La Connaissance et l’Amour viennent de Provisions Licites

Juin 11, 2021 par

Prof. Dr. Süleyman Derin

Un des sujets auxquels le voyageur spirituel doit prêter fortement attention est que ses gains ainsi que ses aliments soient licites. Car si les aliments sont illicites, alors les affaires du croyant ne peuvent être correctes.

Certes Allah Le Tout Puissant à travers le verset coranique suivant ordonne à ses Prophètes de consommer licitement en premier lieu puis d’effectuer des actes vertueux :

« Ô Messagers ! Mangez de ce qui est sain (licite) et accomplissez de bonnes œuvres, car Je suis Informé de vos actes ! » [Al-Mu’minûn, 51]

Allah Le Tout Puissant dans la plupart des versets coraniques où Il ordonne aux Musulmans de consommer des aliments licites, ajoute à la formulation le terme « طيب », se prononçant Tayyib, qui signifie bon, propre.

Selon les exégètes il y a quelques différences entre le “Hâlâl”[1] et le “Tayyib”.

À propos de cet autre verset : « Ô vous les Hommes ! Mangez de ce qui est licite et bon sur Terre et ne marchez pas sur les traces de Satan, il est pour vous un ennemi déclaré » [Al-Baqarah (La Vache), 168] 

Ismail Hakkı al Bursawi fait cette exégèse :

« Le licite, autrement dit le « Hâlâl », est un produit dont Allah Le Tout Puissant autorise la consommation. Quant à ce qui est Tayyib, cela concerne un produit dont la consommation ne contient aucun doute de la présence du droit d’autrui et est seulement utilisée pour les besoins et non pour satisfaire les désirs charnels. En l’occurrence, tout ce qui est “Tayyib” est licite (Hâlâl), mais tout ce qui est licite n’est pas Tayyib. »

En fait, les Soufis perçoivent au-delà des bouchées licites les “Tayyib” car consommer licitement est le premier fondement de la religiosité, tandis que consommer les choses “Tayyib” relève de la piété.

A ce propos, la vie de Mahmut Sami Ramazanoğlu, un des anneaux de la chaîne d’or, est pleine de sagesse et d’exemple pour nous. Comme il fut l’héritier de la noble famille des Ramazanoğulları, Mahmut Sami Ramazanoğlu hérita d’un grand patrimoine dans la ville d’Adana mais il le refusa car il était fort probable que cet héritage issu des biens des Sultans et des nobles recelât des droits d’autrui. Cette attitude est le fruit de sa sensibilité envers le licite et l’illicite. Au-delà de cette sensibilité il accordait une attention très particulière à ce que ses aliments soient “Tayyib” mais il prenait aussi garde à ne pas commercer dans les étals et vitrines qui attiraient l’attention des gens. C’est pour cela qu’il se rendait dans les marchés dès leur ouverture pour subvenir aux besoins fondamentaux de sa famille tout en se procurant des fruits et des légumes purifiés de tout regard malsain. Ainsi, en plus de la licéité, il ajoutait le critère bon et propre.

* **Énoncé 1**
D'après l'extrait sur les provisions licites, pourquoi Mahmut Sami Ramazanoğlu refusa-t-il le patrimoine dont il avait hérité à Adana ?
* **Énoncé 2**
Rédigez la suite de l'extrait sur les provisions licites, à partir de sa dernière phrase.

* **Données affichées**
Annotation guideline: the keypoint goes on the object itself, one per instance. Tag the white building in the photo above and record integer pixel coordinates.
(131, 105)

* **Réponse 1**
Il était fort probable que cet héritage, issu des biens des Sultans et des nobles, recèle des droits d'autrui.

* **Réponse 2**
Mawlânâ (r.a), quant à lui, compare les aliments suspects à l’eau qui se mélange dans l’huile des lampes. Tandis que l’huile, qui représente les aliments licites, diffuse une lumière pour les gens, l’eau qui vient s’y mêler éteint le feu : 

« L’aliment qui produit un accroissement de lumière et de perfection a été acquis par des gains licites. L’huile qui vient éteindre notre lampe, quand elle éteint une lampe, appelle-la de l’eau. De l’aliment licite proviennent la connaissance et la sagesse ; de l’aliment licite viennent l’amour et la tendresse. Lorsque d’un aliment tu vois naître l’envie et la fourberie, l’ignorance et la négligence sache qu’il est illicite.»[2]

Selon Mawlânâ (r.a), les bouchées sont des graines semées dans le monde du cœur. Celui qui plante des graines médiocres ne pourra récolter un produit de qualité :

« Si tu sèmes le blé cela produira-t-il de l’orge ? As-tu vu une jument accoucher d’un ânon ? L’aliment est la graine et les pensées sont ses fruits ; l’aliment est la mer, et les pensées sont ses perles. De l’aliment licite dans la bouche vient le désir de servir Dieu et la résolution d’aller dans l’au-delà.»[3]

De nos jours, le choix de la profession est devenu crucial en ce qui concerne les gains licites. Car en effet, de nombreux actes qui étaient interdits dans la société musulmane auparavant, sont désormais devenus populaires aujourd’hui.

Par conséquent, il faut rester à l’écart des différentes branches d’activités commerciales qui sont incompatibles avec les valeurs morales islamiques, telles que les banques qui transigent avec les intérêts, les établissements qui commercent ou exercent une activité alcoolique ou de produits spiritueux tels que le tabac et ses dérivés.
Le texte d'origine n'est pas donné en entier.